» **Exercise goal**
Only the lines from the one bearing "Q: Returning coordinates formatted like [110,82], pin" to the final line should be transcribed, exactly and with both ends included. Pictures are to be left out.

(Collection entries)
━━━━━━━━━━━━━━━━━━━━

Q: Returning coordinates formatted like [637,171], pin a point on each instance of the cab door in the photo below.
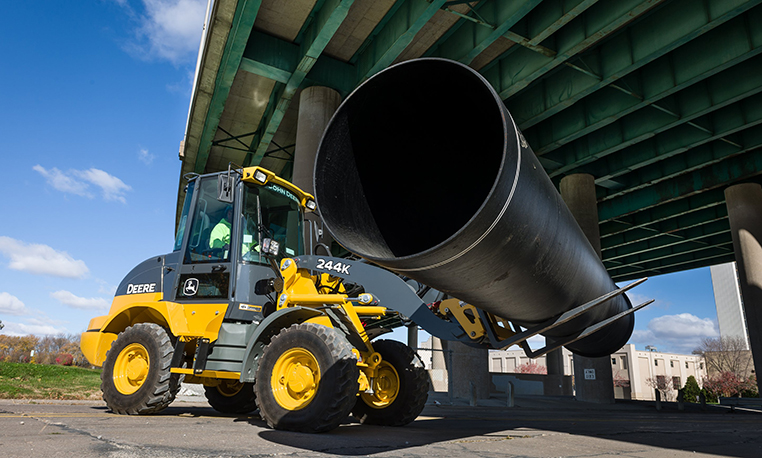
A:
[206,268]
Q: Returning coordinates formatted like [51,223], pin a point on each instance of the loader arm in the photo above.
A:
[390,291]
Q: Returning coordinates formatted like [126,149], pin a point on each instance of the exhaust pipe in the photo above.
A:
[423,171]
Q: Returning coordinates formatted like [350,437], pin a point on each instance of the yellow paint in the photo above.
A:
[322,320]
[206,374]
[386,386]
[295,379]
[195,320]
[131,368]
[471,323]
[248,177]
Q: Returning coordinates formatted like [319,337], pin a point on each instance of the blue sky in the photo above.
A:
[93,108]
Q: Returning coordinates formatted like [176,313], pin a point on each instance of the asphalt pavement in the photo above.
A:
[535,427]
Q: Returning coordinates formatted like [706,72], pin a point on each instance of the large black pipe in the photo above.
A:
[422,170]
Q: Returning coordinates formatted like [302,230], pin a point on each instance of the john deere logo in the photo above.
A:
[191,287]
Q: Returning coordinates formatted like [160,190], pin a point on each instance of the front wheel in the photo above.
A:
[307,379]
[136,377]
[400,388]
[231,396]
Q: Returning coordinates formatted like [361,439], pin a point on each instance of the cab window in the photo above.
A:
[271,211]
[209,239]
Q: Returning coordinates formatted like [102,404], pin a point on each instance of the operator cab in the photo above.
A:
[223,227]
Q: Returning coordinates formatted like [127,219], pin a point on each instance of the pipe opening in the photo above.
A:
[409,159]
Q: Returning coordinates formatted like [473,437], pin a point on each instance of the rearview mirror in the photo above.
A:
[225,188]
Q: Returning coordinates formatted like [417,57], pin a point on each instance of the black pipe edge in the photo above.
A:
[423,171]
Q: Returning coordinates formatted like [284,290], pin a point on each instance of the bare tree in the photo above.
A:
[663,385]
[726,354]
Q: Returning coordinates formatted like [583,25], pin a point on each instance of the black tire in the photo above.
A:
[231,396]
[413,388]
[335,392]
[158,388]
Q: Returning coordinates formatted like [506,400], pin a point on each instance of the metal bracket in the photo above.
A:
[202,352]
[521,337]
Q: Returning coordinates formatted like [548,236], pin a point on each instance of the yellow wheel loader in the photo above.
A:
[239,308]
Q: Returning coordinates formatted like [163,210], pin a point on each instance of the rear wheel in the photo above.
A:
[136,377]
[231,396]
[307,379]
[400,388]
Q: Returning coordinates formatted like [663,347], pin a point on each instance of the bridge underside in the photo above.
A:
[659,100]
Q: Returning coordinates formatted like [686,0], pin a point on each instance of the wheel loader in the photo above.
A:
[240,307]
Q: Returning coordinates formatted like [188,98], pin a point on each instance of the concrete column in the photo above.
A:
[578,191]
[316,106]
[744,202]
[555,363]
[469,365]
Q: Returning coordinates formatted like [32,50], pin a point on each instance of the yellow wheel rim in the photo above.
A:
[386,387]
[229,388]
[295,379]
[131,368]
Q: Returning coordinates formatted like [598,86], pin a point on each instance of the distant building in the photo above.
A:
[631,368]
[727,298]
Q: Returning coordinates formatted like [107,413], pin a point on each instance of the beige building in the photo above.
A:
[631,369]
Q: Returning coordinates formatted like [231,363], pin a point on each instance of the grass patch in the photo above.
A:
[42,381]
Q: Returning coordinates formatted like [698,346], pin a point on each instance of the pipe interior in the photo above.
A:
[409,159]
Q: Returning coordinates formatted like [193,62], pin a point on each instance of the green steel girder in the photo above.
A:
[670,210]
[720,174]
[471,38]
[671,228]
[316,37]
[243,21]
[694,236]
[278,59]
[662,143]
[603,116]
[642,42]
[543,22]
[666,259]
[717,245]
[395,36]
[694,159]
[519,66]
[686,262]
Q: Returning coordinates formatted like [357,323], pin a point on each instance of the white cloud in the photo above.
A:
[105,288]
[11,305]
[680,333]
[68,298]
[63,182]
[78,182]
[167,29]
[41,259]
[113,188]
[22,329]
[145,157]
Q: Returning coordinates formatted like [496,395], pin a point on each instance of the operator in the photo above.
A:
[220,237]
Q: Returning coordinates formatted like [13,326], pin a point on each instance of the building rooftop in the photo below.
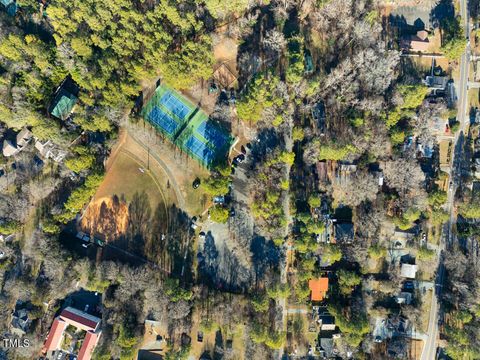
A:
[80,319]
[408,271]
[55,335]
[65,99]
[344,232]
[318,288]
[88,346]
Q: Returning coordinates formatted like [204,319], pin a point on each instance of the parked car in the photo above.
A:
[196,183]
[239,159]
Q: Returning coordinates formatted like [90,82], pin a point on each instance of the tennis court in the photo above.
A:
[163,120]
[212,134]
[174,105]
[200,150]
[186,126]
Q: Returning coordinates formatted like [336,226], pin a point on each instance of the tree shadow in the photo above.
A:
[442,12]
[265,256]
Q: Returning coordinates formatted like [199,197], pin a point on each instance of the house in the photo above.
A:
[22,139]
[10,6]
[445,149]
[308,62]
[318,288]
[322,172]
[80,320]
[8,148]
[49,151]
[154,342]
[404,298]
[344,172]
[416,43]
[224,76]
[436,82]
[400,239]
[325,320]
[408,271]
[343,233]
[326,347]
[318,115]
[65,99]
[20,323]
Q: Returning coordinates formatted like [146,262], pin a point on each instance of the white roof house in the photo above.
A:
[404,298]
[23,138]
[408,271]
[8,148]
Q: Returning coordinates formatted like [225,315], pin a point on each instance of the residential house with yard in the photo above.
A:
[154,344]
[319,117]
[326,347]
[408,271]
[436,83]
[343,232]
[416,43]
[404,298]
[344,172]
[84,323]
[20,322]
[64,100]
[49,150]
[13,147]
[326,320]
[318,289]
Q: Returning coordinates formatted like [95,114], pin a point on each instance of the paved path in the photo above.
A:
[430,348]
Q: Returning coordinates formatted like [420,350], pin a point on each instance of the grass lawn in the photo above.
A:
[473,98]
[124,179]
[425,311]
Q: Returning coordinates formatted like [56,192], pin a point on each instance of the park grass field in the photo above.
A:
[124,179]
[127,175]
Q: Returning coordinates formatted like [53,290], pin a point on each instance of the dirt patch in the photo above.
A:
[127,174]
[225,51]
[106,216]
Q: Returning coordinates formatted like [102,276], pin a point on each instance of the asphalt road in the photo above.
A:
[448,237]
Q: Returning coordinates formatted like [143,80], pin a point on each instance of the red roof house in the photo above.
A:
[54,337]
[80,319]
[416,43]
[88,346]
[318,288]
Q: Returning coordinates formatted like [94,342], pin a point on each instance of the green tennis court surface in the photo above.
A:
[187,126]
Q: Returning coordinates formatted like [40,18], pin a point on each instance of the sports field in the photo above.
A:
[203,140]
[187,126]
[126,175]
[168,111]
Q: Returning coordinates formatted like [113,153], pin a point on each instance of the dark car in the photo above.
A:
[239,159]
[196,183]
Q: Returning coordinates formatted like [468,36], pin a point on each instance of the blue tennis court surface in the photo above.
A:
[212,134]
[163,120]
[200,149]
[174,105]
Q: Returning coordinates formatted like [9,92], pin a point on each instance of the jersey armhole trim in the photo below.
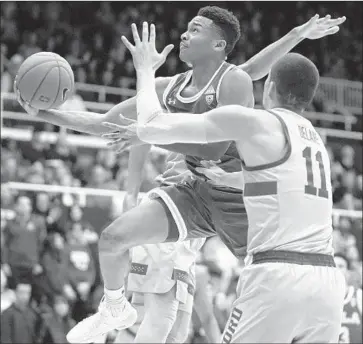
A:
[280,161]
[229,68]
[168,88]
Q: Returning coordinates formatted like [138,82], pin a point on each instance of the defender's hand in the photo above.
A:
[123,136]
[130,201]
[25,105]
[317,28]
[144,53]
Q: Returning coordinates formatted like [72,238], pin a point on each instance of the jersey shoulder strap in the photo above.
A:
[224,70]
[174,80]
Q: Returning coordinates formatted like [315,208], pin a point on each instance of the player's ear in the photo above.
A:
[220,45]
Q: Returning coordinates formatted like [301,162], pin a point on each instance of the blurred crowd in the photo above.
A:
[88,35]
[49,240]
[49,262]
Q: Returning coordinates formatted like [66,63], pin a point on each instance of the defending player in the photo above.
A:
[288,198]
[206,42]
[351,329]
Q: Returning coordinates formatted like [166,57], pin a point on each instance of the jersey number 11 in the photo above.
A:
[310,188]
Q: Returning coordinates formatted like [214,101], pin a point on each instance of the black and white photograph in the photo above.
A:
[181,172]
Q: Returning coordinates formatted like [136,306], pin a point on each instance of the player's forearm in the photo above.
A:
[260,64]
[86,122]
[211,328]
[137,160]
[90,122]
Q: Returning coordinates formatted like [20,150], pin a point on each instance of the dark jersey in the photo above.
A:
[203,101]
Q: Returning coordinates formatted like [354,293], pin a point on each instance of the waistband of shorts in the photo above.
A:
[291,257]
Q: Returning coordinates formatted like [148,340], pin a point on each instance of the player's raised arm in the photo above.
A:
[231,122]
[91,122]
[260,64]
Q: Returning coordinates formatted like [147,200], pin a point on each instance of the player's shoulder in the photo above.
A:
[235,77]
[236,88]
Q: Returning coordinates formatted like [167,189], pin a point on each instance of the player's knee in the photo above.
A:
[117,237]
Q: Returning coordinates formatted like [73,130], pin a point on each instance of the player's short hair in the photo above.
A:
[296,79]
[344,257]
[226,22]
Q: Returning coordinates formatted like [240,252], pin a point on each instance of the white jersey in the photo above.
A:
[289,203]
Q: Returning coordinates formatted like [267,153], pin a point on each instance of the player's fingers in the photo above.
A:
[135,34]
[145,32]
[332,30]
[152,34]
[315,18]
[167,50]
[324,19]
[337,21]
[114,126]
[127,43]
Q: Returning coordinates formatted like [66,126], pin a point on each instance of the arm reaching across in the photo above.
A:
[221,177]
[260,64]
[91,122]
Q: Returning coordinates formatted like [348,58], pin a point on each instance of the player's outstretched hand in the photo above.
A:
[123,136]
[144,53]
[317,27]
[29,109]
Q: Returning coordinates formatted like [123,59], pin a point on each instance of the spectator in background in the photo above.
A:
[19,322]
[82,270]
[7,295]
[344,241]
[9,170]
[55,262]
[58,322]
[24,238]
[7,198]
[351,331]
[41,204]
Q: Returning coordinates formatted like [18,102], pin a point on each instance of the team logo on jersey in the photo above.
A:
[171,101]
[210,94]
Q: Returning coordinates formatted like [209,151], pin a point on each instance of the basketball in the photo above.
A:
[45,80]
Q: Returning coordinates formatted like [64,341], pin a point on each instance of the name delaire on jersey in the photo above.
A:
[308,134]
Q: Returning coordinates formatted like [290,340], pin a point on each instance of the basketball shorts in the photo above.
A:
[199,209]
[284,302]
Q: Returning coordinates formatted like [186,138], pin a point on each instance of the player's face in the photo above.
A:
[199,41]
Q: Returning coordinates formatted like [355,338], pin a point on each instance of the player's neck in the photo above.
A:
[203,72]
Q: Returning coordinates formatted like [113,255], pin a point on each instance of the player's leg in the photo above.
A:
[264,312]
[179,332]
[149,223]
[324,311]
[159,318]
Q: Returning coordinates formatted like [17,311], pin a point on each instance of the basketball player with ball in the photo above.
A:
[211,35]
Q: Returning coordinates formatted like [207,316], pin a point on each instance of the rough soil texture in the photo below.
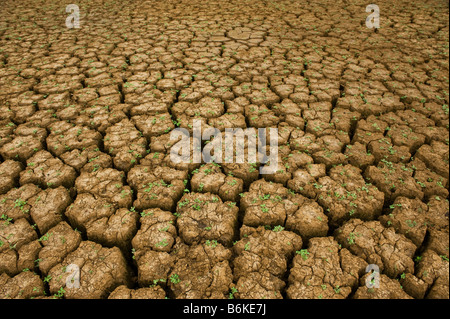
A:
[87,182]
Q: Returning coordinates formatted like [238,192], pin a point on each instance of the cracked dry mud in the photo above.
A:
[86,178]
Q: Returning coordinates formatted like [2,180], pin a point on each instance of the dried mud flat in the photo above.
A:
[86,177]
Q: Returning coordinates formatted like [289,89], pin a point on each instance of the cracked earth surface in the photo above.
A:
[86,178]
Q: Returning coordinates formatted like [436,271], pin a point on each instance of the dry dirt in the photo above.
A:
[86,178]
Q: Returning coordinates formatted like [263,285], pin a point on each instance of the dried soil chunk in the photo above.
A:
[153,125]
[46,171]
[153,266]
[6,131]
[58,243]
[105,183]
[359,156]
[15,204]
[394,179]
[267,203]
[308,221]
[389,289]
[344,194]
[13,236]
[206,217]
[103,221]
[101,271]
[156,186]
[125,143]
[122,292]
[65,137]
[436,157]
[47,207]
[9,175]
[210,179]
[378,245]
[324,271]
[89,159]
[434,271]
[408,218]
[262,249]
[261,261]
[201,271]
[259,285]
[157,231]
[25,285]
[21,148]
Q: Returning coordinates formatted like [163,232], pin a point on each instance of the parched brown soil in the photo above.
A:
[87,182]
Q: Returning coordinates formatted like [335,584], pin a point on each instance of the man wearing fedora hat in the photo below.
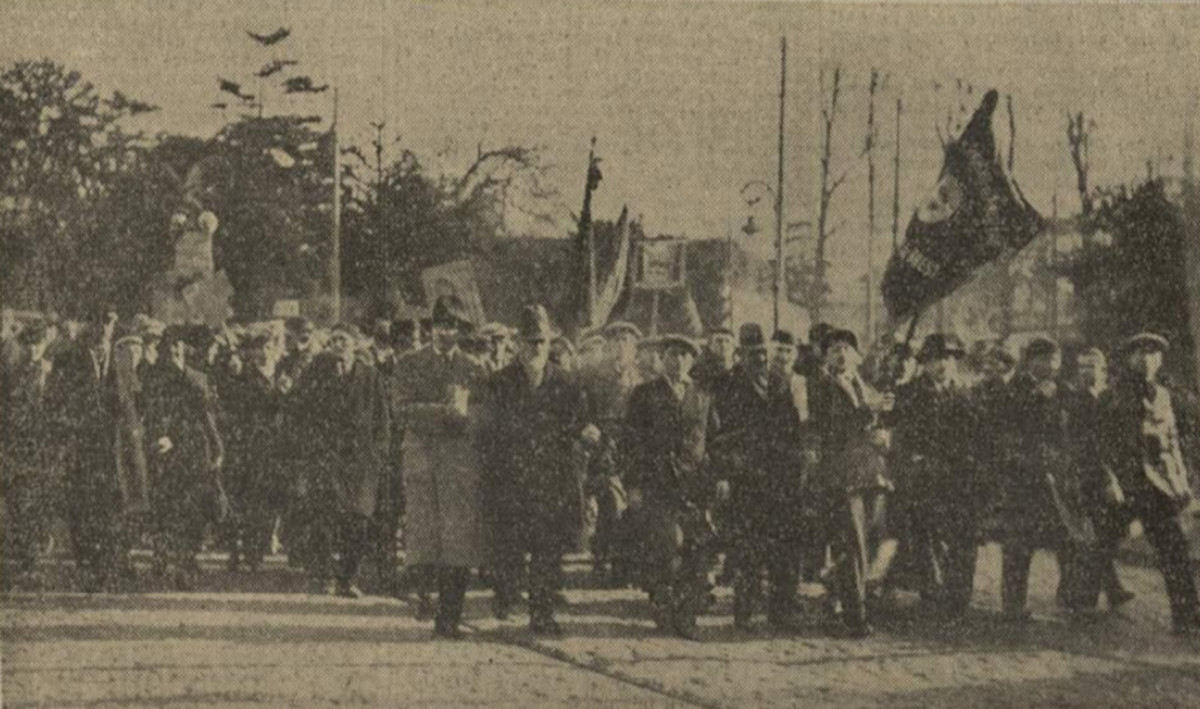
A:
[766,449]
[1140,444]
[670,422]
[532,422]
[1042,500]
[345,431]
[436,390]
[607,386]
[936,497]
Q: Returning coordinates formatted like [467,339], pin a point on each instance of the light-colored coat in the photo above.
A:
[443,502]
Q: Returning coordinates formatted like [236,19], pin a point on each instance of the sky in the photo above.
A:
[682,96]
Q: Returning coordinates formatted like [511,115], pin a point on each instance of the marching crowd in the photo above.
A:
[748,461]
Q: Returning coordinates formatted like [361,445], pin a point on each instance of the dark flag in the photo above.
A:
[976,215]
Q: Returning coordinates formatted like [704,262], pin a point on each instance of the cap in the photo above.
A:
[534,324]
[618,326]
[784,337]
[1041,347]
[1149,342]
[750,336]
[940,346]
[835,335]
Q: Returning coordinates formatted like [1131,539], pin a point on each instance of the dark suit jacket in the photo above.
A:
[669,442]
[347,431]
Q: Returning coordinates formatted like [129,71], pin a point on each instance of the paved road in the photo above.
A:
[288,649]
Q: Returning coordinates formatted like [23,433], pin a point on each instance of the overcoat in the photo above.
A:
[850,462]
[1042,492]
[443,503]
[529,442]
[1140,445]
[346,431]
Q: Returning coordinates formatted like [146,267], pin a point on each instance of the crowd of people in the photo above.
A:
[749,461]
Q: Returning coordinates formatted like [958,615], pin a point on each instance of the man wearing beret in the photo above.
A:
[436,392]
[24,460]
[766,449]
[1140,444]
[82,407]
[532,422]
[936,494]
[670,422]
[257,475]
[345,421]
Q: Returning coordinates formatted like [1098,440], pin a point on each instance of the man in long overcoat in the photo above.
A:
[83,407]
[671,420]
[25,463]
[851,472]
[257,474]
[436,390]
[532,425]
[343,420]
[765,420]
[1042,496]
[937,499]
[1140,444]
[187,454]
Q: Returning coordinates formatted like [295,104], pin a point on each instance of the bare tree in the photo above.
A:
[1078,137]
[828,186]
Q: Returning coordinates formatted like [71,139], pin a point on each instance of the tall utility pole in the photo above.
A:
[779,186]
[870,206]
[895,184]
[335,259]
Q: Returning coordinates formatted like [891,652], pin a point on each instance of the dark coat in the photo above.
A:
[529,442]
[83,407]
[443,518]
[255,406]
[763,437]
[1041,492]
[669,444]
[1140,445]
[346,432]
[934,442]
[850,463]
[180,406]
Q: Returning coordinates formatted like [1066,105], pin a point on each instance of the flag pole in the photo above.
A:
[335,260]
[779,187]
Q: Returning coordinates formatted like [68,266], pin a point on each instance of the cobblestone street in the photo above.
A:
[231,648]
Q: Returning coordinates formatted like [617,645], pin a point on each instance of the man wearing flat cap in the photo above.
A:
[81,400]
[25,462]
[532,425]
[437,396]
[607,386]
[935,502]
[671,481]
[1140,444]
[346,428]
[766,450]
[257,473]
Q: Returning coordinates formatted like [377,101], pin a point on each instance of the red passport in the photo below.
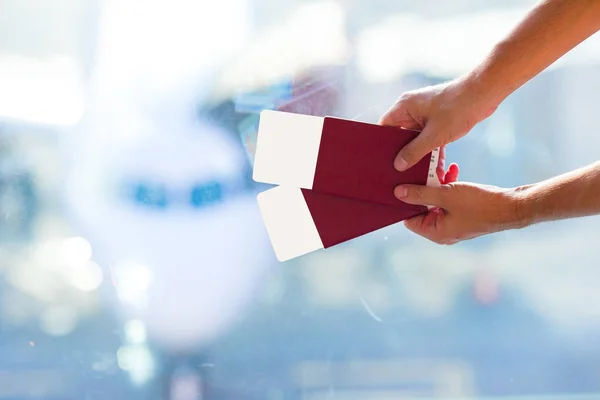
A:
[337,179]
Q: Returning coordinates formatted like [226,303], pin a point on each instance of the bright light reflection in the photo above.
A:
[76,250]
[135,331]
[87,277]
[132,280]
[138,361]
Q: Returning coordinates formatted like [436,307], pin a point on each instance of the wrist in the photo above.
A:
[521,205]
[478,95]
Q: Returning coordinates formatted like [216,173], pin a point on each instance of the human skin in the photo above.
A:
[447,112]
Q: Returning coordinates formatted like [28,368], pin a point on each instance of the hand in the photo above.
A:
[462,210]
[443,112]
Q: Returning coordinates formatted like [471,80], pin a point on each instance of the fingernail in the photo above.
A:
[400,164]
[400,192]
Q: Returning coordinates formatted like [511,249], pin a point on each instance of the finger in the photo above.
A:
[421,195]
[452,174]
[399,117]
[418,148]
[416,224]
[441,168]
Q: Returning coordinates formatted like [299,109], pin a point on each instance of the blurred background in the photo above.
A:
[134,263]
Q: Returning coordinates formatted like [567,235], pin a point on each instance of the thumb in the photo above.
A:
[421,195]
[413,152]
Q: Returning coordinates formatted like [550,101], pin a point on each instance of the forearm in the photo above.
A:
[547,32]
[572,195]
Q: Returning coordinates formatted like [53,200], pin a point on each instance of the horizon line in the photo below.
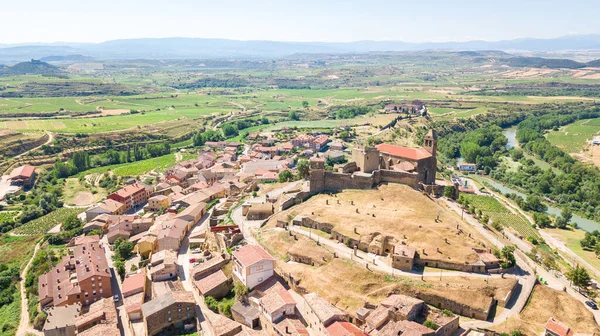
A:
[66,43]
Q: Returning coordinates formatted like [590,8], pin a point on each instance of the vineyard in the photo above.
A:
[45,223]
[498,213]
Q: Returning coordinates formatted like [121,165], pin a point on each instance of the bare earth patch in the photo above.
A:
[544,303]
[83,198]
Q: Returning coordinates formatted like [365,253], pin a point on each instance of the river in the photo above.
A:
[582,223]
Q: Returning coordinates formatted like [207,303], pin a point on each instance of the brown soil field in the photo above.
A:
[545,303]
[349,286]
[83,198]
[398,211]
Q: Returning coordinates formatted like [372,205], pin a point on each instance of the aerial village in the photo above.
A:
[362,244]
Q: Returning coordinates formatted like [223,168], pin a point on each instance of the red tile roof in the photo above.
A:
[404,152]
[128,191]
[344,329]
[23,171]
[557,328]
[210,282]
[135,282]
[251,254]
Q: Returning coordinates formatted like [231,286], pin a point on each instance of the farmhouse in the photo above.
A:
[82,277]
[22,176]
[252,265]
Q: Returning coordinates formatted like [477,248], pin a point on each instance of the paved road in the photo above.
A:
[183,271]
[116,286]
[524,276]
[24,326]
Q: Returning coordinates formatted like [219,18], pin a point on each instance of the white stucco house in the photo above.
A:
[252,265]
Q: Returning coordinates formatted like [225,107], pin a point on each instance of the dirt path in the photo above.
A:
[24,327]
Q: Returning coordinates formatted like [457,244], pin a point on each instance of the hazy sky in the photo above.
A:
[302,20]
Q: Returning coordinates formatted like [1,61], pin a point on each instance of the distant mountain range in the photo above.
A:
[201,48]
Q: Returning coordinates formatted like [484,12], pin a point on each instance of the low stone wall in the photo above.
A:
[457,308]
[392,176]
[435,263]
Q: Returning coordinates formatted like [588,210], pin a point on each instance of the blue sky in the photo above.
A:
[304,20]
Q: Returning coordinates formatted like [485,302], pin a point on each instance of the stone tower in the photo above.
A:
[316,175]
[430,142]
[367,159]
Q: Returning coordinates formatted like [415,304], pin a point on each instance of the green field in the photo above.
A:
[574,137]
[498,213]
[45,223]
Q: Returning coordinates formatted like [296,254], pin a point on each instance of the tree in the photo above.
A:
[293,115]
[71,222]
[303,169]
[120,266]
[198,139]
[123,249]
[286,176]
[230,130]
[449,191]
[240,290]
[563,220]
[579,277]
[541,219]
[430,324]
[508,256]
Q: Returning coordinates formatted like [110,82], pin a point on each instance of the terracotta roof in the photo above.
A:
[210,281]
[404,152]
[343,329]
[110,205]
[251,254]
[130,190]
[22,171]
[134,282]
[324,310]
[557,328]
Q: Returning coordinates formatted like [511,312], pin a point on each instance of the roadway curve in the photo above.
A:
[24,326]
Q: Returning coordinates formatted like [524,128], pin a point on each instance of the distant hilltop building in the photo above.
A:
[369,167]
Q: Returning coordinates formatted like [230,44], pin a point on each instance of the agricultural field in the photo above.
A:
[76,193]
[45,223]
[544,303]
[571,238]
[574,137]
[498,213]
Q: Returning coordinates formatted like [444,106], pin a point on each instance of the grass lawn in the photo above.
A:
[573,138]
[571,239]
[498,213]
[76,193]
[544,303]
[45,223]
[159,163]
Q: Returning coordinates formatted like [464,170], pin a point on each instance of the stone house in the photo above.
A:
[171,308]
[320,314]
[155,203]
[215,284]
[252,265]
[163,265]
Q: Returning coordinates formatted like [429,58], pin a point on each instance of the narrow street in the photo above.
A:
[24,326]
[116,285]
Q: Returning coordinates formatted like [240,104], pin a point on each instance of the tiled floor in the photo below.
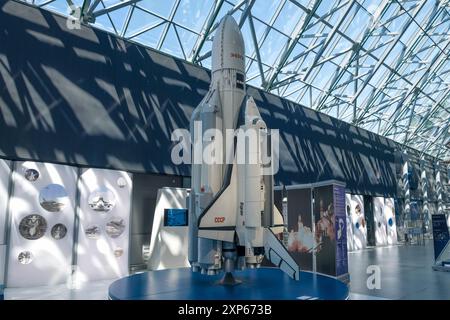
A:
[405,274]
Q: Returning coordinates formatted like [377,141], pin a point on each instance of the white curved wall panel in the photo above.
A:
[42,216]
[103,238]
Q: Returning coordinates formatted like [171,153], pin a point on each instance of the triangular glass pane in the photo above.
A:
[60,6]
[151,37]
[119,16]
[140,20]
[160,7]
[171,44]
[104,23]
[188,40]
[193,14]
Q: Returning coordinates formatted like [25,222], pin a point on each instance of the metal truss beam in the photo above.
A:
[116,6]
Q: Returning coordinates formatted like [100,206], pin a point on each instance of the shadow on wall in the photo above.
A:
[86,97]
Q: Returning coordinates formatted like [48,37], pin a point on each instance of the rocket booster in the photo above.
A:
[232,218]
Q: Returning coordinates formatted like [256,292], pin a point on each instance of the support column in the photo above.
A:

━━━━━━━━━━━━━━━━━━━━

» **Solution for this exercise**
Q: Returning coordinates formatted like [110,82], pin a point on each instance of the terracotta roof in the photo above.
A:
[210,281]
[404,152]
[343,329]
[110,205]
[251,254]
[130,190]
[22,171]
[134,282]
[324,310]
[557,328]
Q: Returning coordinates formatted like [511,312], pin a point on each instance of the roadway curve in the photo above.
A:
[24,326]
Q: Returning coordinates formatted like [524,128], pin a point on each instance of the distant hilltop building in the photo above.
A:
[369,167]
Q: Returning coordinates formatted like [230,44], pin a point on each instance of the agricultural field in the photo above.
A:
[76,193]
[45,223]
[544,303]
[571,238]
[574,137]
[498,213]
Q: Returning coordinates formatted like [444,106], pin a point on each instance of the grass lawn in the photo above.
A:
[573,138]
[571,239]
[498,213]
[76,193]
[544,303]
[45,223]
[159,163]
Q: Returning coordinates formatted like [464,170], pin a point on each instance of the stone house in the photo above.
A:
[171,308]
[320,314]
[155,203]
[215,284]
[252,265]
[163,265]
Q: Returning coordinates formatted like [429,58], pin a point on each instance of the narrow street in the photo above.
A:
[24,326]
[116,285]
Q: Returning coordinates formatted like [240,104], pin a point on each instance of the tiled floor in the photo below.
A:
[405,274]
Q: Returning coordinates formatted like [377,141], pin a point on each instance of the white curved wall panel in the photo above.
A:
[42,216]
[103,238]
Q: Returning coordinates formatted like [171,153], pin a point on each instance of the triangular glass pane in the photo above.
A:
[60,6]
[151,37]
[119,16]
[140,20]
[160,7]
[171,44]
[104,23]
[188,40]
[193,14]
Q: Returning coordinates formatted like [25,222], pin a point on each instance of the metal truss beam in the photo above.
A:
[116,6]
Q: Returning coordinates formatted like [100,206], pin a point on each instance of the shadow on wall in the photo above.
A:
[86,97]
Q: Returning coordinates formatted like [48,37], pin a point on each instance of the rocket booster in the photo above.
A:
[232,218]
Q: Returning coordinates formatted like [256,292], pin a point on each instance of the support column in the photo above.
A:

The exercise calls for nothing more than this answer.